THE PROBLEM ▸ Please output every entry below precisely as written.

[Stored items]
[Start of section]

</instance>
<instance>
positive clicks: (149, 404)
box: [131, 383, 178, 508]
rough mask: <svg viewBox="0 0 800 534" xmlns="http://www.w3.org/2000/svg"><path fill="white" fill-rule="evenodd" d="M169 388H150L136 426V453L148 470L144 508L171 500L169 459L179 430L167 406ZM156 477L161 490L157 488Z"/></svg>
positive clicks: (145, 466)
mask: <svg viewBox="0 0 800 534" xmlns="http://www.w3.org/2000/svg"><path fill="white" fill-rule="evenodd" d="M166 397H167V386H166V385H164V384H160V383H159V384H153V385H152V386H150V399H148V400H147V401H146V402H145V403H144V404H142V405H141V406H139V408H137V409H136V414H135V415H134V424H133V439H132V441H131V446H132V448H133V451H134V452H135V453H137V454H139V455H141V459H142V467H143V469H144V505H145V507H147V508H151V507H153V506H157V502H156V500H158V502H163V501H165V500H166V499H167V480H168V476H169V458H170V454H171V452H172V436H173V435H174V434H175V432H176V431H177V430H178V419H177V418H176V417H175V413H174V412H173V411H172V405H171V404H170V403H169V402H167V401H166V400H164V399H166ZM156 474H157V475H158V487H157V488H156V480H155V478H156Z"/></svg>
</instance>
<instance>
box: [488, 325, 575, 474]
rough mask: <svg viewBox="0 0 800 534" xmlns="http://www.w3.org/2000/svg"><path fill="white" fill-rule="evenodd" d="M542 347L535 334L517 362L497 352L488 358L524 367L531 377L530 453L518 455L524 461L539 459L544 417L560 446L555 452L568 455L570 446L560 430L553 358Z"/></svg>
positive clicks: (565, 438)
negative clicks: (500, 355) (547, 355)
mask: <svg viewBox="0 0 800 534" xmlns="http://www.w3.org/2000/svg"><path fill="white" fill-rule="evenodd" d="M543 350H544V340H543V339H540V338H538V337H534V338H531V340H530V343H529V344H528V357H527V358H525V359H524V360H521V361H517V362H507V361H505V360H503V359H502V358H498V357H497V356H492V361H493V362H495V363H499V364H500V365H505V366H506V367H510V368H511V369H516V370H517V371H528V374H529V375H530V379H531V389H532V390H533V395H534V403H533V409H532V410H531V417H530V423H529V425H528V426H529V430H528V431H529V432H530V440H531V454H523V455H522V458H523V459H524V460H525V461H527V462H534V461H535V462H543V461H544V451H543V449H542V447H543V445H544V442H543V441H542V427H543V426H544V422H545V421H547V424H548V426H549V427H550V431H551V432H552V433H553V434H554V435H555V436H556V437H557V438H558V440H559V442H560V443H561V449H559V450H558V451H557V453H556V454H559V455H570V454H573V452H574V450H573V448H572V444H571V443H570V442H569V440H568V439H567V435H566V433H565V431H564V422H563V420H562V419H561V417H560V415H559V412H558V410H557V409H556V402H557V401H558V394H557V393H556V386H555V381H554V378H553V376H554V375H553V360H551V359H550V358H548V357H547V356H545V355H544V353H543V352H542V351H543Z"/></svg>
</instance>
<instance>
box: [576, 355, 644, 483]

[End of section]

TASK RESPONSE ▸
</instance>
<instance>
positive clicks: (149, 404)
box: [131, 383, 178, 508]
rough mask: <svg viewBox="0 0 800 534" xmlns="http://www.w3.org/2000/svg"><path fill="white" fill-rule="evenodd" d="M169 388H150L136 426V453L148 470L144 508L171 500L169 459L179 430L167 406ZM156 477L161 490L157 488Z"/></svg>
positive clicks: (145, 466)
mask: <svg viewBox="0 0 800 534" xmlns="http://www.w3.org/2000/svg"><path fill="white" fill-rule="evenodd" d="M166 397H167V386H166V385H164V384H160V383H159V384H153V385H152V386H150V399H148V400H147V401H146V402H145V403H144V404H142V405H141V406H139V408H137V409H136V414H135V415H134V424H133V439H132V441H131V446H132V448H133V451H134V452H135V453H137V454H139V455H141V459H142V467H143V469H144V505H145V507H147V508H151V507H153V506H157V502H156V500H158V502H163V501H165V500H166V499H167V480H168V476H169V458H170V454H171V452H172V436H173V435H174V434H175V432H176V431H177V430H178V419H177V418H176V417H175V413H174V412H173V411H172V405H171V404H170V403H169V402H167V401H166V400H164V399H166ZM156 474H157V475H158V487H157V488H156V480H155V478H156Z"/></svg>
</instance>
<instance>
box: [488, 325, 575, 474]
rough mask: <svg viewBox="0 0 800 534" xmlns="http://www.w3.org/2000/svg"><path fill="white" fill-rule="evenodd" d="M542 347L535 334L517 362L497 352L488 358L524 367L531 377L530 453L518 455L524 461L539 459L544 417L560 446L555 452L568 455L570 446L560 430L553 358Z"/></svg>
positive clicks: (565, 438)
negative clicks: (500, 355) (547, 355)
mask: <svg viewBox="0 0 800 534" xmlns="http://www.w3.org/2000/svg"><path fill="white" fill-rule="evenodd" d="M543 350H544V340H543V339H540V338H538V337H534V338H531V340H530V343H529V344H528V357H527V358H525V359H524V360H521V361H517V362H507V361H505V360H503V359H502V358H498V357H497V356H492V361H493V362H495V363H499V364H500V365H505V366H506V367H510V368H511V369H516V370H517V371H528V374H529V375H530V379H531V389H532V390H533V395H534V403H533V409H532V410H531V417H530V423H529V425H528V426H529V430H528V431H529V432H530V440H531V454H523V455H522V458H523V459H524V460H525V461H527V462H534V461H535V462H543V461H544V451H543V449H542V447H543V445H544V442H543V441H542V427H543V426H544V422H545V421H547V424H548V426H549V427H550V431H551V432H552V433H553V434H554V435H555V436H556V437H557V438H558V440H559V442H560V443H561V449H559V450H558V451H557V453H556V454H559V455H570V454H573V452H574V450H573V448H572V444H571V443H570V442H569V440H568V439H567V435H566V433H565V431H564V422H563V420H562V419H561V417H560V415H559V412H558V410H557V409H556V402H557V401H558V394H557V393H556V386H555V381H554V378H553V376H554V375H553V360H551V359H550V358H548V357H547V356H545V355H544V353H543V352H542V351H543Z"/></svg>
</instance>
<instance>
box: [576, 355, 644, 483]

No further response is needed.